5 Games In, 4 Things Learnt – The Championship

5 Games In, 4 Things Learnt – What the opening 5 Championship games might teach us about the rest of the season

Of course, it is foolish to suggest that you can draw conclusive evidence of how the Championship season will finish from the opening 5 games. However, these first few matches may well have offered brief glimpses as to how the table might look when the season does end in May. Whilst the teams that have started brightly might fade away and the teams who start poorly might hit a rich vein of form later in the season, there are 4 teams in particular who have started the season in a manner that might suggest where they will finish the 2018-19 season.

Brentford

Brentford were advocated by many as playoff contenders before the season started, and after 5 games they have certainly raised the levels of expectation surrounding them. They have consistently finished in the top 10 of the division for the past few seasons, even managing a 5th place finish in 2014/15 before losing out to Middlesbrough in the playoffs. This consistency becomes even more remarkable when you consider the financial disparity between Brentford and some of the larger sides in the division, and the fact that these teams often use their superior spending power to poach Brentford’s best players. Brentford have started this season playing attractive, attacking football, putting Rotherham to the sword with a ruthless 5-1 win that served to prove that those pre-season predictions of a playoff finish were not misguided. The Bees will have been disappointed to concede a last-minute equaliser away to Aston Villa, but this 2-2 draw highlighted once again that Brentford are a dangerous side who are more than a match for clubs of a similar size to Villa. If they can tighten up at the back whilst maintaining their potency going forward, Brentford may well be capable of continuing their solid start to the season and pursuing a coveted top 6 finish.

|---|

**WHAT THIS EXERCISE ASKS**
**a.** Using the Championship article, answer each question on its own line:
(i) How many opening games does the article draw on?
(ii) Which club defeated Brentford in the playoffs after their 2014/15 finish?
(iii) By what score did Brentford beat Rotherham?
**b.** Decide whether the Championship article supports each statement, and quote the words that settle it:
(i) Brentford won their away match against Aston Villa.
(ii) The season ends in May.
(iii) Brentford finished 5th in 2014/15.
The listing that comes next is not needed for any of this work.

**Pointing dataset records**
|---|

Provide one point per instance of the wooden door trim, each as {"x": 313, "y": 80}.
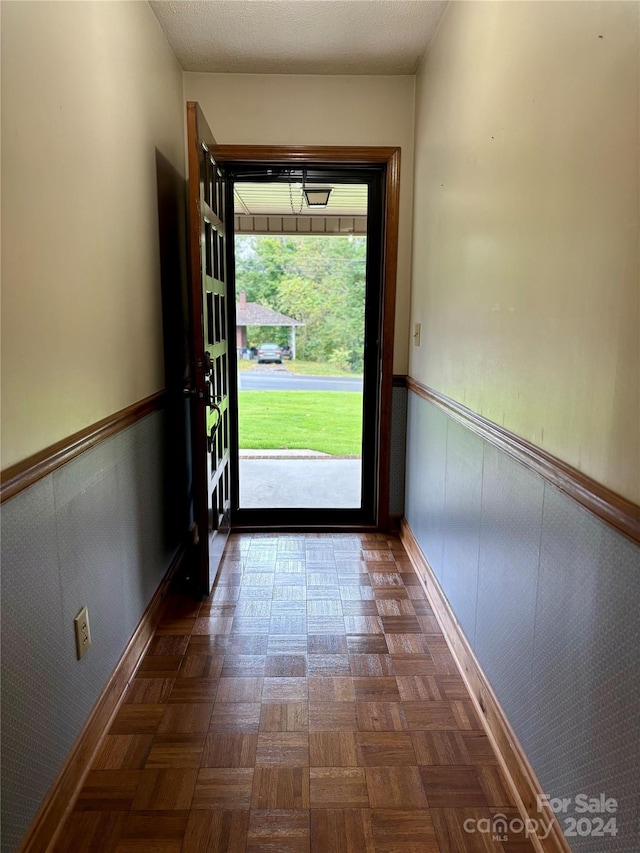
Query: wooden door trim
{"x": 16, "y": 478}
{"x": 359, "y": 155}
{"x": 519, "y": 774}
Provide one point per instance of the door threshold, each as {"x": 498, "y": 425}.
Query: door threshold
{"x": 305, "y": 528}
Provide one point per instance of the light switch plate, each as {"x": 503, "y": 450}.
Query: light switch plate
{"x": 83, "y": 632}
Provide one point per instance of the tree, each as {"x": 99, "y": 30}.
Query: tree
{"x": 318, "y": 280}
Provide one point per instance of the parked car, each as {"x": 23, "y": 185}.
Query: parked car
{"x": 269, "y": 353}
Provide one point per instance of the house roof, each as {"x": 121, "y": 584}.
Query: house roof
{"x": 253, "y": 314}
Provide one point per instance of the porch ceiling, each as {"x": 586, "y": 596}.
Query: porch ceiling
{"x": 299, "y": 36}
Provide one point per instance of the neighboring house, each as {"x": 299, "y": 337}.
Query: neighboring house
{"x": 518, "y": 277}
{"x": 254, "y": 314}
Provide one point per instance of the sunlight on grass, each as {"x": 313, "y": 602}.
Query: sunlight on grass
{"x": 327, "y": 421}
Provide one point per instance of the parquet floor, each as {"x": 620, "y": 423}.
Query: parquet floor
{"x": 311, "y": 704}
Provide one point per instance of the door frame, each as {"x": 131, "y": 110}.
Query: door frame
{"x": 389, "y": 157}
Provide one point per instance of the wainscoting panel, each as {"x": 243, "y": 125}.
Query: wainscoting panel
{"x": 425, "y": 477}
{"x": 398, "y": 449}
{"x": 89, "y": 533}
{"x": 556, "y": 623}
{"x": 587, "y": 652}
{"x": 462, "y": 504}
{"x": 508, "y": 577}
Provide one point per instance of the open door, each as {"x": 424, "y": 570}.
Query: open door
{"x": 208, "y": 385}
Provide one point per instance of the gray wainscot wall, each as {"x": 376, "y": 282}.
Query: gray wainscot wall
{"x": 549, "y": 599}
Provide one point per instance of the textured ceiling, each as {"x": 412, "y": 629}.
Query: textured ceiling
{"x": 300, "y": 36}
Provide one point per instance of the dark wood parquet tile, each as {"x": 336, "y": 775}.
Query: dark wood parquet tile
{"x": 395, "y": 787}
{"x": 233, "y": 749}
{"x": 403, "y": 831}
{"x": 164, "y": 789}
{"x": 284, "y": 831}
{"x": 379, "y": 749}
{"x": 216, "y": 831}
{"x": 310, "y": 705}
{"x": 175, "y": 750}
{"x": 99, "y": 831}
{"x": 223, "y": 788}
{"x": 334, "y": 749}
{"x": 280, "y": 788}
{"x": 284, "y": 717}
{"x": 108, "y": 790}
{"x": 159, "y": 666}
{"x": 340, "y": 831}
{"x": 338, "y": 787}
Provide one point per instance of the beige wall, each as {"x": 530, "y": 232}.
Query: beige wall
{"x": 89, "y": 92}
{"x": 320, "y": 110}
{"x": 525, "y": 249}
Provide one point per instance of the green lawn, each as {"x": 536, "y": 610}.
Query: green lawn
{"x": 328, "y": 421}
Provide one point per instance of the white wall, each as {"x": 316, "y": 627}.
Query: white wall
{"x": 90, "y": 91}
{"x": 320, "y": 110}
{"x": 525, "y": 249}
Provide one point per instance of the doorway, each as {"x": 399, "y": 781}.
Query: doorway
{"x": 363, "y": 504}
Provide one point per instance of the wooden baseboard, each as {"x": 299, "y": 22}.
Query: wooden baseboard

|---|

**ANSWERS PER TASK**
**a.**
(i) 5
(ii) Middlesbrough
(iii) 5-1

**b.**
(i) No: "concede a last-minute equaliser away to Aston Villa, but this 2-2 draw"
(ii) Yes: "when the season does end in May"
(iii) Yes: "even managing a 5th place finish in 2014/15"